THE TASK: Each line from the one holding "Annotation task — point out every instance of the dark" to the end of the data below must be output verbatim, with no other lines.

DATA FOR PROCESSING:
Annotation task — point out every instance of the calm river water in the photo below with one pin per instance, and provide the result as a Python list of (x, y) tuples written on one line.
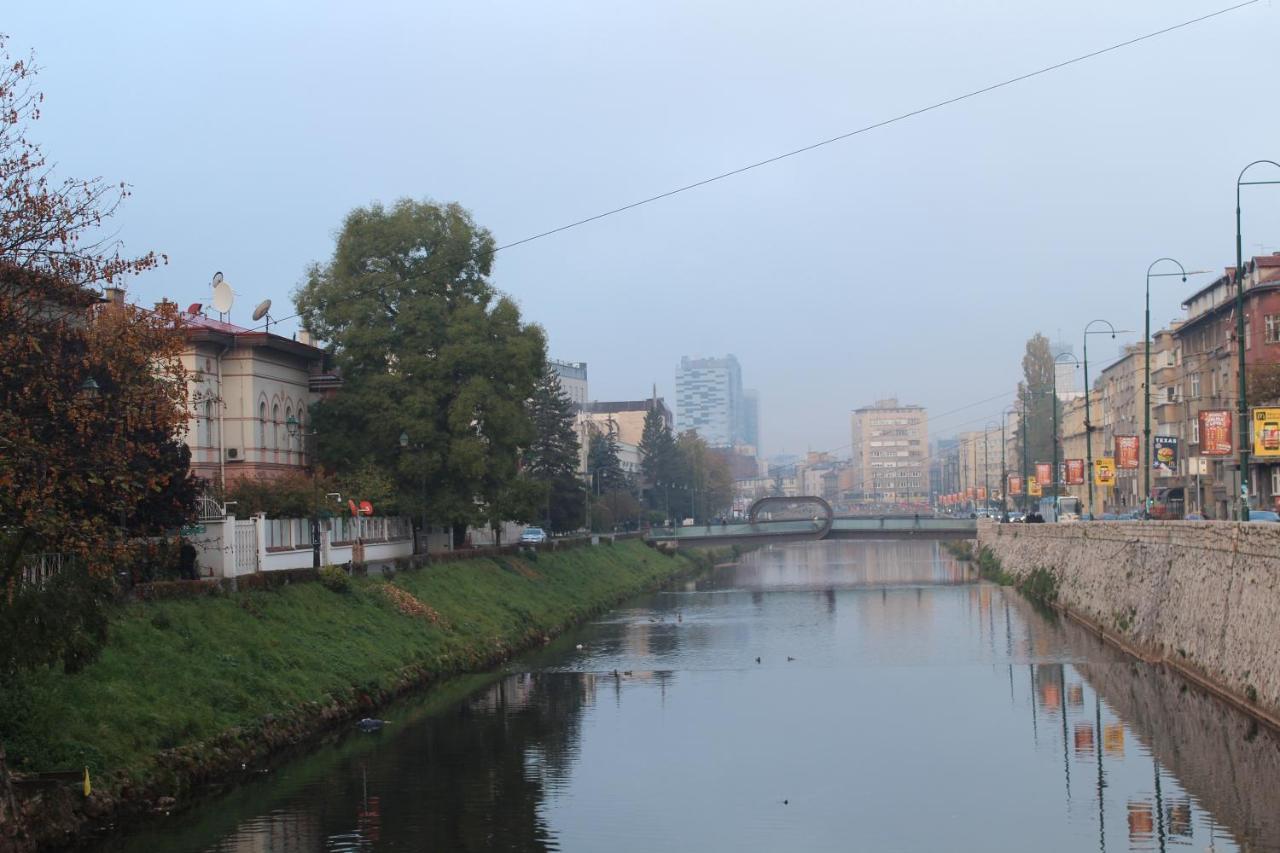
[(816, 697)]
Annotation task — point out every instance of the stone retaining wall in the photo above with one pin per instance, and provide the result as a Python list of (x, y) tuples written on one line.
[(1203, 596)]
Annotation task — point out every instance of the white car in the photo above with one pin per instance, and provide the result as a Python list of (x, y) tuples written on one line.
[(533, 536)]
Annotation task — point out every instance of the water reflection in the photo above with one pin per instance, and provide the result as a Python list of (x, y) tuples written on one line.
[(817, 697)]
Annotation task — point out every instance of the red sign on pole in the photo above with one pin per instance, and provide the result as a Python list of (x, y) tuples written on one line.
[(1216, 432), (1043, 473), (1127, 452)]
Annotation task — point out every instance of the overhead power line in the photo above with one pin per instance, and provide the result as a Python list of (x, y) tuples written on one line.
[(849, 135)]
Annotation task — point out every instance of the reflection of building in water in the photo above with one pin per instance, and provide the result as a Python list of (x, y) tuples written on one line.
[(278, 833)]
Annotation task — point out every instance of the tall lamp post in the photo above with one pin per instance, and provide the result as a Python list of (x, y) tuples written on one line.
[(296, 430), (1243, 407), (1146, 381), (1088, 416), (405, 445), (1054, 478)]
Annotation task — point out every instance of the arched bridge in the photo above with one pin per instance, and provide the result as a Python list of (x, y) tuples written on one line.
[(807, 519)]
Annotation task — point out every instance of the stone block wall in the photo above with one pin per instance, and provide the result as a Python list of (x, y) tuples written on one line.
[(1203, 596)]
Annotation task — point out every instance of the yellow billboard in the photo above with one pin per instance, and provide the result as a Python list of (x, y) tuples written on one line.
[(1266, 433)]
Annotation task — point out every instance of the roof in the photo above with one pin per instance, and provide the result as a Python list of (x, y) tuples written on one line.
[(199, 327)]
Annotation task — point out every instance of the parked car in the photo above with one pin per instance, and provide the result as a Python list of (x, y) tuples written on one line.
[(533, 536)]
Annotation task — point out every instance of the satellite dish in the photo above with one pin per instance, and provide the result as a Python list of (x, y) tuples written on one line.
[(223, 295)]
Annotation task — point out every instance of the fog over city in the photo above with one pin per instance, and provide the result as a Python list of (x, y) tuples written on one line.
[(913, 260)]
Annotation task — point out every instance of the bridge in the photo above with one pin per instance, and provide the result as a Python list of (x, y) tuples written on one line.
[(809, 519)]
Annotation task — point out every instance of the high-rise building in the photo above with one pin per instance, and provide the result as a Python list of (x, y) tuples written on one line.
[(572, 375), (891, 452), (752, 419), (709, 400)]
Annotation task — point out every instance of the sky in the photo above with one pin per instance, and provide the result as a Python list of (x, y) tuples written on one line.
[(913, 260)]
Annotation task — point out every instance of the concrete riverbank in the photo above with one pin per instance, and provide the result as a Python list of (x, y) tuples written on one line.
[(1200, 596), (191, 696)]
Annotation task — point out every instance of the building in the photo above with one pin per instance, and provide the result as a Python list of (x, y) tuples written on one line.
[(572, 375), (890, 452), (622, 418), (1203, 374), (709, 400), (750, 430), (245, 388)]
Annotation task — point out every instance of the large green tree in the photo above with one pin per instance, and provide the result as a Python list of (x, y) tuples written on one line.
[(428, 347), (1037, 401), (552, 457), (657, 459)]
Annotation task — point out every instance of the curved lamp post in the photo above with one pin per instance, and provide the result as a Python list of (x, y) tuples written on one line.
[(1054, 477), (295, 429), (1088, 418), (1146, 382), (1243, 407)]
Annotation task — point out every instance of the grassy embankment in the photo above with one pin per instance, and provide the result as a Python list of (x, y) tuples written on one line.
[(182, 673)]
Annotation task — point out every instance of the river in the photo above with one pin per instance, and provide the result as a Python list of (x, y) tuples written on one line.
[(842, 696)]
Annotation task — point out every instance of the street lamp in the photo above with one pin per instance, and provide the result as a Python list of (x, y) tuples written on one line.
[(296, 430), (1146, 383), (1054, 477), (1088, 416), (405, 445), (1243, 407)]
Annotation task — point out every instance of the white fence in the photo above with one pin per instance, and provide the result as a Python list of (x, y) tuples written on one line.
[(229, 547)]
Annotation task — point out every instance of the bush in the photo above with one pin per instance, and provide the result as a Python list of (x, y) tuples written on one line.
[(334, 579)]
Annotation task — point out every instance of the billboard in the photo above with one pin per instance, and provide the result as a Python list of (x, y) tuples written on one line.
[(1127, 452), (1043, 473), (1266, 433), (1215, 427), (1164, 455)]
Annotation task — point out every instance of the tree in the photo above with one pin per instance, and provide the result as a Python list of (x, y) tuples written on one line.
[(657, 457), (552, 457), (603, 461), (426, 346), (1036, 395)]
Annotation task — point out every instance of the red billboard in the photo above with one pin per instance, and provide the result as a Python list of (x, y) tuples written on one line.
[(1127, 452), (1216, 432)]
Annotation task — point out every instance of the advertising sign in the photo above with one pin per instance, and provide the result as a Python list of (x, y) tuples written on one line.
[(1043, 473), (1216, 432), (1266, 433), (1164, 455), (1127, 452)]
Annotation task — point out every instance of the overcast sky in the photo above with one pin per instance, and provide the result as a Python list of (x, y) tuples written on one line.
[(913, 260)]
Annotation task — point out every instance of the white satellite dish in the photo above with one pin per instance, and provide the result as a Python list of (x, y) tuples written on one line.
[(223, 295)]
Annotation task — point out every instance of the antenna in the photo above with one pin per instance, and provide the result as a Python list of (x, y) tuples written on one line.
[(223, 296), (261, 310)]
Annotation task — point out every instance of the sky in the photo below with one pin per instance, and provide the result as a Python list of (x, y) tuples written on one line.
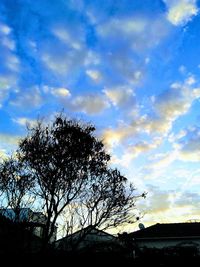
[(131, 68)]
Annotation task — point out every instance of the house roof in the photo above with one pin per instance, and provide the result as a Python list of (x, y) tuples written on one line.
[(89, 230), (168, 230)]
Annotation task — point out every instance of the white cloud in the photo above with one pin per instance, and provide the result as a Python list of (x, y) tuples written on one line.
[(60, 92), (68, 36), (120, 96), (23, 121), (94, 74), (29, 99), (182, 11), (189, 145), (90, 104)]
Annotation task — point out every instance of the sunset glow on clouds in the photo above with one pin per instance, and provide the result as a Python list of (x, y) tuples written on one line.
[(132, 68)]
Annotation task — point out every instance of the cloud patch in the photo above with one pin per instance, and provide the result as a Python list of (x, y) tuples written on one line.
[(182, 11)]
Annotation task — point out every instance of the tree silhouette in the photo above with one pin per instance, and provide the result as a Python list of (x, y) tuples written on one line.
[(72, 177), (15, 185)]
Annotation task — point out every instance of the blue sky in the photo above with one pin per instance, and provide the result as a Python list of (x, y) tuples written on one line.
[(131, 68)]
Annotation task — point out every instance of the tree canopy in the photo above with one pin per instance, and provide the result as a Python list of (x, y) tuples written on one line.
[(67, 169)]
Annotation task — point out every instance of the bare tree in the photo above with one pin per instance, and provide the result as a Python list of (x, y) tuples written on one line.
[(70, 167), (15, 185)]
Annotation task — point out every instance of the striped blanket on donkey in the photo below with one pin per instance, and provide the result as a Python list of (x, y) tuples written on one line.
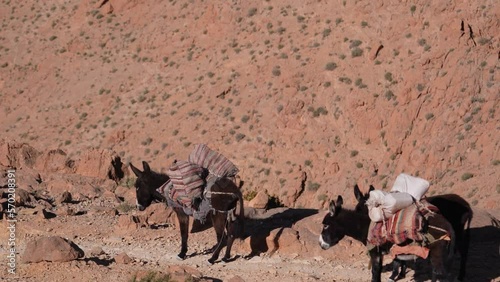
[(408, 224), (216, 163), (187, 180), (190, 179)]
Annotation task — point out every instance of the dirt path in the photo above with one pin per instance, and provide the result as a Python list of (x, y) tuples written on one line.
[(156, 249)]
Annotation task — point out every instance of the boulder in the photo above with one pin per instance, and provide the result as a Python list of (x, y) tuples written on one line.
[(53, 249), (260, 201), (123, 258)]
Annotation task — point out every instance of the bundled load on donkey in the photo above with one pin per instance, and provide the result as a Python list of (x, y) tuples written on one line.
[(406, 190), (401, 217), (191, 180)]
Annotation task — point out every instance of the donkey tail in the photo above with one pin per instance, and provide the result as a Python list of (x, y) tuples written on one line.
[(241, 216)]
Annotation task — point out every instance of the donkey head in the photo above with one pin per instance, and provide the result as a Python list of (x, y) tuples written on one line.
[(146, 184), (362, 198), (332, 231)]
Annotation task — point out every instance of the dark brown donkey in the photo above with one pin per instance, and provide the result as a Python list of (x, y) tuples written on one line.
[(454, 208), (224, 198), (339, 222)]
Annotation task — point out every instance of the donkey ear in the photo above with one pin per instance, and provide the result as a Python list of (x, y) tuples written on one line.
[(371, 188), (146, 167), (340, 201), (136, 171), (357, 193)]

ANSWER SPACE:
Annotation task — point out every instance of the dark brown donkey in the photo above with one pin per instance, and provide the result as a Python list of (x, y) tuples written on one line.
[(454, 208), (224, 198), (339, 222)]
Annotation task — point out every instance of the donkey ear in the photo above with one pin per instance, and provide the result as a Python list of (x, y) tuples written on one line.
[(371, 188), (146, 167), (340, 201), (136, 171), (357, 193)]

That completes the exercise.